- PROBLEM DETAILS:
Strip out the pictures and output each remaining line of the data word for word.

--

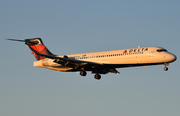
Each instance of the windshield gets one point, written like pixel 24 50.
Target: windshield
pixel 161 50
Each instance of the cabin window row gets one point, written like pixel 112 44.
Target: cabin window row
pixel 112 55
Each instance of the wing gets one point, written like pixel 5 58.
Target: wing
pixel 80 65
pixel 70 62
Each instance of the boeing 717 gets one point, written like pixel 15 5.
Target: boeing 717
pixel 98 62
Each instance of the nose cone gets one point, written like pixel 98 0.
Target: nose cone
pixel 172 58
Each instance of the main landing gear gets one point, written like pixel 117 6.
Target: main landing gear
pixel 96 76
pixel 83 73
pixel 166 68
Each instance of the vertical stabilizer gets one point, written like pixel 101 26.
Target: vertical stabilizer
pixel 36 45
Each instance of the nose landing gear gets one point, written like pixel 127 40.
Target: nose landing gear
pixel 166 68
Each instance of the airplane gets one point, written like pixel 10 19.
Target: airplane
pixel 98 62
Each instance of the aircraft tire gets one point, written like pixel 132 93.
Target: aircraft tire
pixel 83 73
pixel 97 76
pixel 166 68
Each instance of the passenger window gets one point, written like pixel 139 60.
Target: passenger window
pixel 161 50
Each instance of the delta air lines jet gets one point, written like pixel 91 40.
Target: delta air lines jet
pixel 98 62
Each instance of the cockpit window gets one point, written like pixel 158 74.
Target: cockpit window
pixel 161 50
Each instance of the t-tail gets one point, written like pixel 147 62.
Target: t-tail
pixel 35 45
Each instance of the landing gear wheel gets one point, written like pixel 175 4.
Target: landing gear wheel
pixel 166 68
pixel 83 73
pixel 97 76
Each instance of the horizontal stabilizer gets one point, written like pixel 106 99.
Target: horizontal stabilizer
pixel 15 40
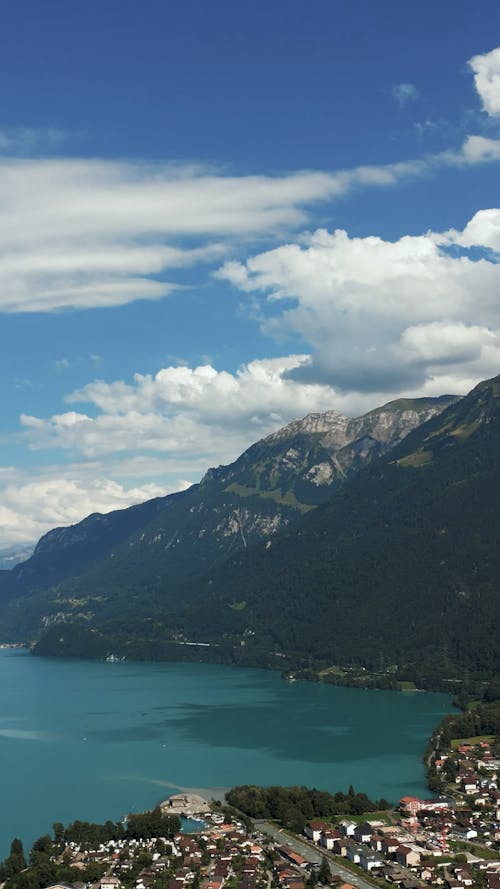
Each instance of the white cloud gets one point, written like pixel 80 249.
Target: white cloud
pixel 90 233
pixel 486 70
pixel 482 230
pixel 26 140
pixel 30 508
pixel 404 93
pixel 201 413
pixel 382 316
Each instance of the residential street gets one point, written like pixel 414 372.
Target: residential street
pixel 312 853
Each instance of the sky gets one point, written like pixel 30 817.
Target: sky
pixel 217 217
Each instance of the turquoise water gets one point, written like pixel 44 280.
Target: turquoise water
pixel 93 740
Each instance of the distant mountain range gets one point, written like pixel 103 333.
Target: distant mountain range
pixel 372 540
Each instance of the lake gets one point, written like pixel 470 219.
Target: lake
pixel 94 740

--

- WRITTEN ANSWER:
Each instance of the windshield gets one point, written like pixel 24 50.
Target: windshield
pixel 161 50
Each instance of the cabin window row gets one point, written like pixel 112 44.
Target: cabin window row
pixel 112 55
Each instance of the wing gets one point, written like pixel 5 58.
Target: wing
pixel 80 65
pixel 70 62
Each instance of the boeing 717 gets one point, written like pixel 15 5.
Target: boeing 717
pixel 98 62
Each instance of the nose cone gets one point, written like pixel 98 0.
Target: nose cone
pixel 172 58
Each instance of the main landing gear gets one point, written like pixel 117 6.
Target: main landing gear
pixel 96 76
pixel 83 73
pixel 166 68
Each instance of the vertical stabilizer gets one point, written like pixel 101 26.
Target: vertical stabilizer
pixel 36 45
Each instance of the nose landing gear gets one point, written like pixel 127 40.
Target: nose landing gear
pixel 166 68
Each instance of the airplane gets one point, written like pixel 10 19.
Target: airplane
pixel 98 62
Each instance of the aircraft tire gets one point, written like pixel 132 93.
Target: aircraft tire
pixel 83 73
pixel 97 76
pixel 166 68
Each instance of the passenger window gets one point, written like pixel 139 60.
Target: passenger window
pixel 161 50
Each instance of the delta air lines jet gets one point, written like pixel 91 40.
Target: delta air lines jet
pixel 98 62
Each instance of the cockpit window gets one point, written like pixel 158 74.
Target: cockpit window
pixel 161 50
Each instance of the t-tail gets one point, written like pixel 147 62.
Target: t-tail
pixel 35 45
Each instance of the landing gear wheel gets one point, written like pixel 175 4.
Target: landing gear wheel
pixel 166 68
pixel 83 73
pixel 97 76
Each instance of the horizontal stabilizer gets one point, written like pixel 106 99.
Target: horizontal stabilizer
pixel 15 40
Each instance of the white cloud gets one point, written like pixel 80 249.
Target: white cloud
pixel 90 233
pixel 486 70
pixel 482 230
pixel 26 140
pixel 30 508
pixel 404 93
pixel 201 413
pixel 382 316
Each instance of the residential street gets one point, written like pixel 414 372.
Target: residential street
pixel 312 853
Each instance of the sky gets one point, written like pixel 30 817.
Target: sky
pixel 217 217
Each instance of the turquoise water gets one point, written like pixel 44 280.
Target: turquoise water
pixel 93 740
Each instance of the distant mountain range gets one point, written like pixel 103 333.
Target: distant mountain range
pixel 372 540
Each instance of the lake gets one point, written like pixel 470 219.
Target: lake
pixel 94 740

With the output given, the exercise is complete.